What you need to do: A word-for-word copy of the data, with no images, is the required answer.

Record extracts:
━━━━━━

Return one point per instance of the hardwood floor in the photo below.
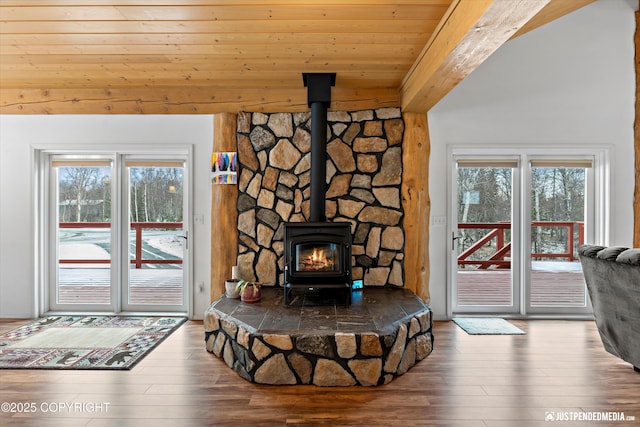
(488, 381)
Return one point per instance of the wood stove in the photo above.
(317, 256)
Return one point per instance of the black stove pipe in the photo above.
(318, 99)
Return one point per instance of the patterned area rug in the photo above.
(486, 326)
(84, 342)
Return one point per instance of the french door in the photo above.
(517, 223)
(117, 237)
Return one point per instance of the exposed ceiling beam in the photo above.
(472, 31)
(552, 11)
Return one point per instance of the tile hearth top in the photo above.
(372, 309)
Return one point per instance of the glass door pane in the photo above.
(484, 277)
(156, 235)
(83, 233)
(557, 229)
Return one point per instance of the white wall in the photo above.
(569, 83)
(18, 135)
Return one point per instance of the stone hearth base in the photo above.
(316, 341)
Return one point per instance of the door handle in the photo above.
(186, 239)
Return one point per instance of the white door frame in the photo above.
(597, 215)
(42, 245)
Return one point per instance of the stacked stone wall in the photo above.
(364, 174)
(321, 358)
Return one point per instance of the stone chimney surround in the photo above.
(364, 174)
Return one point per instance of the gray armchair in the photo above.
(613, 280)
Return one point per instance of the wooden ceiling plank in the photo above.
(235, 12)
(401, 38)
(472, 32)
(178, 27)
(35, 3)
(257, 51)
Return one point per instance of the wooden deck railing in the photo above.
(496, 230)
(138, 227)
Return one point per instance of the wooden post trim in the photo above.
(416, 149)
(636, 139)
(224, 213)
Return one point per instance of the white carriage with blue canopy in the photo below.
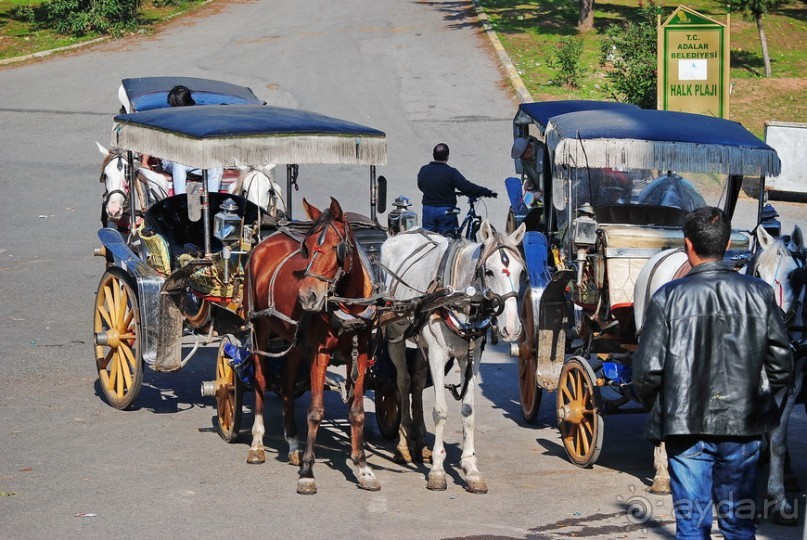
(616, 182)
(180, 270)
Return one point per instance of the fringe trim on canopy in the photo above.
(663, 155)
(252, 149)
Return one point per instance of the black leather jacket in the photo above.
(713, 350)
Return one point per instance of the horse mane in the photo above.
(768, 258)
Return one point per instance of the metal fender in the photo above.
(161, 323)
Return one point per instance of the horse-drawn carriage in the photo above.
(150, 183)
(616, 183)
(181, 269)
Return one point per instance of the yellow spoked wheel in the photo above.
(579, 419)
(529, 392)
(117, 339)
(229, 395)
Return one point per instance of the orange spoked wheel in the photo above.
(117, 339)
(579, 419)
(529, 391)
(229, 395)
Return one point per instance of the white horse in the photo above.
(781, 264)
(256, 184)
(150, 186)
(432, 268)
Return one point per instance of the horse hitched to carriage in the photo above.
(277, 294)
(604, 232)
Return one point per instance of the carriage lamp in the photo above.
(401, 219)
(769, 222)
(584, 226)
(227, 223)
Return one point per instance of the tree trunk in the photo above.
(586, 20)
(765, 56)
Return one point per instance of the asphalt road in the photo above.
(72, 467)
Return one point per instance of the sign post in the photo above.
(693, 64)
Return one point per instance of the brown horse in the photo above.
(291, 288)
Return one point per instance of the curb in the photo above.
(512, 73)
(42, 54)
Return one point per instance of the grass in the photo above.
(22, 31)
(531, 31)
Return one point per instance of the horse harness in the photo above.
(341, 321)
(488, 304)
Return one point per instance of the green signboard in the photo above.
(693, 64)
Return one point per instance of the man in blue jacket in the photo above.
(712, 353)
(439, 183)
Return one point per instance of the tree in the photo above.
(585, 21)
(759, 8)
(630, 53)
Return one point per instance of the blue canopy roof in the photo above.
(147, 93)
(235, 135)
(540, 112)
(651, 139)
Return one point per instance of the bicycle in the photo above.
(470, 225)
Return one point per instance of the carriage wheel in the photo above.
(388, 410)
(229, 395)
(529, 392)
(117, 339)
(579, 420)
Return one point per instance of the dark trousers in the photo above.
(717, 473)
(437, 219)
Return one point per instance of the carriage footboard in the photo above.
(553, 320)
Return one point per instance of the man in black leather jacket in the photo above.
(713, 351)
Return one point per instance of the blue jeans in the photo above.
(437, 219)
(713, 471)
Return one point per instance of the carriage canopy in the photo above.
(541, 111)
(244, 135)
(663, 140)
(147, 93)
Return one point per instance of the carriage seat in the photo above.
(168, 219)
(627, 248)
(229, 176)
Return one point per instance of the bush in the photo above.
(566, 59)
(82, 17)
(629, 53)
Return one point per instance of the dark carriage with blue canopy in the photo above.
(181, 269)
(617, 182)
(146, 93)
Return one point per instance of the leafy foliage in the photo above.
(629, 54)
(82, 17)
(566, 59)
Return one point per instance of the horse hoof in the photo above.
(256, 456)
(295, 458)
(306, 486)
(476, 485)
(437, 482)
(402, 456)
(370, 483)
(660, 487)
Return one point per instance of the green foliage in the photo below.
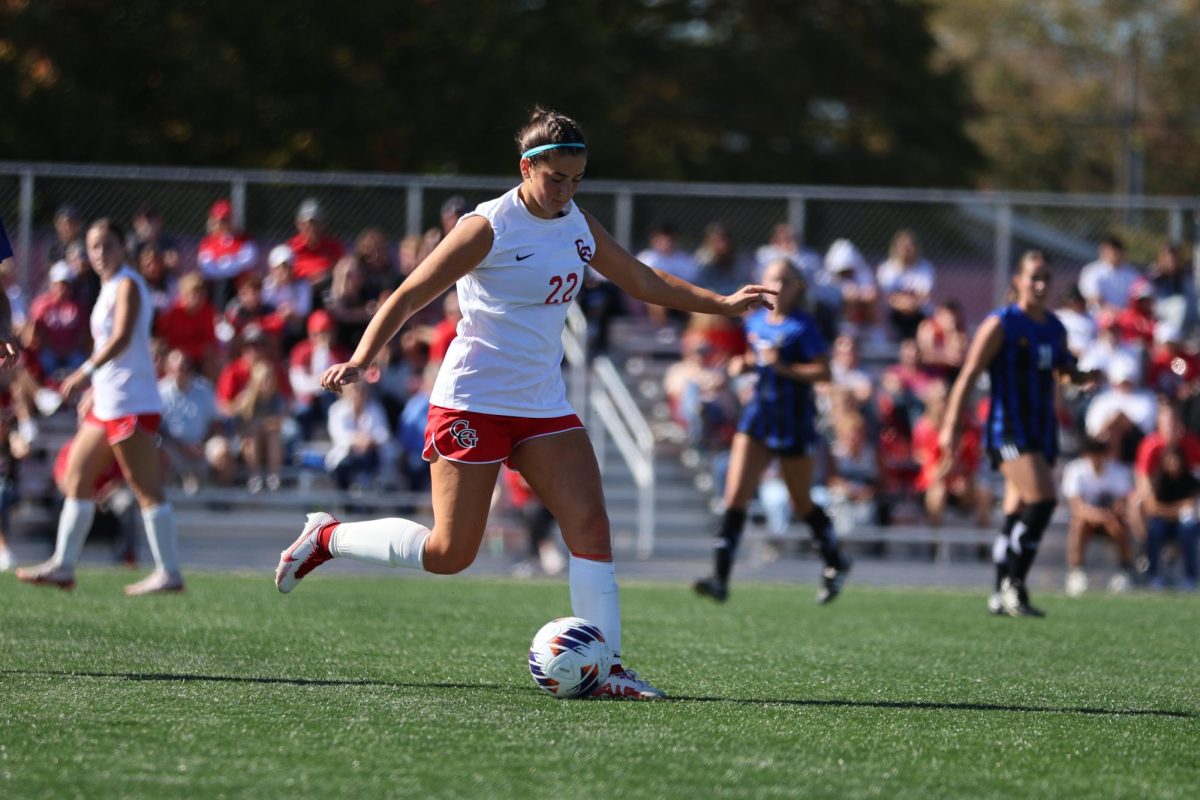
(418, 687)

━━━━━━

Answer box:
Return one point per instance of the hardwood floor in the photo below.
(488, 381)
Return one point per instance of the wood stove in the photo above.
(317, 256)
Return one point per instance of the black stove pipe in the photo above.
(318, 99)
Return one point per instance of the patterned area rug in the photo above.
(486, 326)
(84, 342)
Return one point per instance of the french door in the photo above.
(517, 223)
(117, 237)
Return one point per instance of the exposed ceiling beam in the photo above.
(472, 31)
(552, 11)
Return one point per instance of the tile hearth top in the photo above.
(372, 309)
Return one point per instance of the glass door pane in the photo above.
(484, 277)
(156, 235)
(83, 233)
(557, 229)
Return one point per instance of the white wall in the photo above.
(569, 83)
(18, 135)
Return one point per instance of the stone hearth base in the photo above.
(316, 341)
Return one point per instance of the door handle in the photo above.
(186, 239)
Return one point per instance of the white door frame in the photo above.
(597, 215)
(42, 245)
Return one point per instance of the stacked stone wall in the photo above.
(364, 174)
(321, 358)
Return one point per instance of the stone chimney surround in the photo above.
(364, 174)
Return one point per instance of the gray armchair in the photo above.
(613, 280)
Return one point per instance of the wooden ceiling plank in the photo above.
(235, 12)
(401, 38)
(472, 32)
(178, 27)
(35, 3)
(257, 51)
Return one point per instance of the wooden deck railing in the photo above.
(496, 230)
(138, 227)
Return one point per instance of the wooden post trim in the photo above.
(416, 149)
(636, 139)
(224, 213)
Return one point per instance of the white carriage with blue canopy in the photo below.
(616, 182)
(180, 270)
Return one point per instance of the fringe trim on canopy in the photo above.
(663, 155)
(252, 149)
Return one point per instance of the black leather jacket in the photo above.
(713, 350)
Return one point per instance of the horse mane in the photo above.
(768, 258)
Return one point per instance of the metal fender in the photo above.
(161, 323)
Return one point per instance of the horse-drawn carriage in the photo above.
(150, 183)
(616, 183)
(181, 269)
Return one point per instance of the yellow spoked wheel in the photo above.
(579, 419)
(529, 392)
(117, 339)
(229, 395)
Return one point per instance of the orange spoked wheel in the photo above.
(117, 339)
(579, 419)
(529, 391)
(229, 395)
Return one point per instance of the white horse in the photo above.
(781, 264)
(256, 184)
(150, 186)
(432, 268)
Return one point per instance of the horse hitched to carriage in the photo above.
(277, 294)
(604, 232)
Return one point per instance of the carriage lamp in the photo above.
(401, 219)
(769, 222)
(584, 226)
(227, 223)
Return one point per instance of the tree trunk in the photo above.
(586, 20)
(765, 56)
Return one point per instance of the asphalt road in the photo above.
(72, 467)
Return one point per instance of the sign post in the photo above.
(693, 64)
Return one point per instance of the brown horse in the photo above.
(291, 288)
Return one point per instance of the curb in the photo above.
(512, 73)
(42, 54)
Return one point per instance of the grass in the photo above.
(22, 31)
(531, 31)
Return one point per instance of the horse harness in the photo above.
(341, 321)
(488, 304)
Return one point per instance of the green signboard in the photo above.
(693, 64)
Return one point per instance of the man in blue jacket in the photo above.
(712, 353)
(439, 183)
Return one point per instance of the tree in the photo above.
(585, 21)
(759, 8)
(630, 53)
Return one point per instance of the blue canopy roof in the photo above.
(147, 93)
(235, 135)
(540, 112)
(651, 139)
Return one point per instance of the bicycle in the photo above.
(470, 225)
Return one point per instance of the carriage wheel in the photo above.
(388, 410)
(229, 395)
(529, 392)
(117, 339)
(579, 420)
Return one point per instance of the dark trousers in the photo above.
(717, 473)
(437, 219)
Return one point per instance of the carriage footboard in the photo above.
(553, 320)
Return one point per instance of the man in black leather jacket in the photo above.
(713, 351)
Return one point per instance of the blue jeans in the photo above.
(437, 219)
(713, 471)
Return one point per instance of the carriage canopy in the photo above.
(541, 111)
(244, 135)
(663, 140)
(147, 93)
Return one point per instance of the carriage seat in the photo above.
(168, 219)
(627, 248)
(229, 176)
Return one point per instance of the bush in the photo above.
(566, 59)
(82, 17)
(629, 53)
Return one point per instance of the dark carriage with blue canopy in the photo above.
(181, 269)
(617, 182)
(146, 93)
Return one point per instance of the leafy foliage in the photo above.
(629, 54)
(82, 17)
(566, 59)
Return one point per instance of the horse hoof in the photo above.
(256, 456)
(295, 458)
(306, 486)
(476, 485)
(437, 482)
(402, 456)
(370, 483)
(660, 487)
Return one point per instance of the green foliage in the photo below.
(418, 687)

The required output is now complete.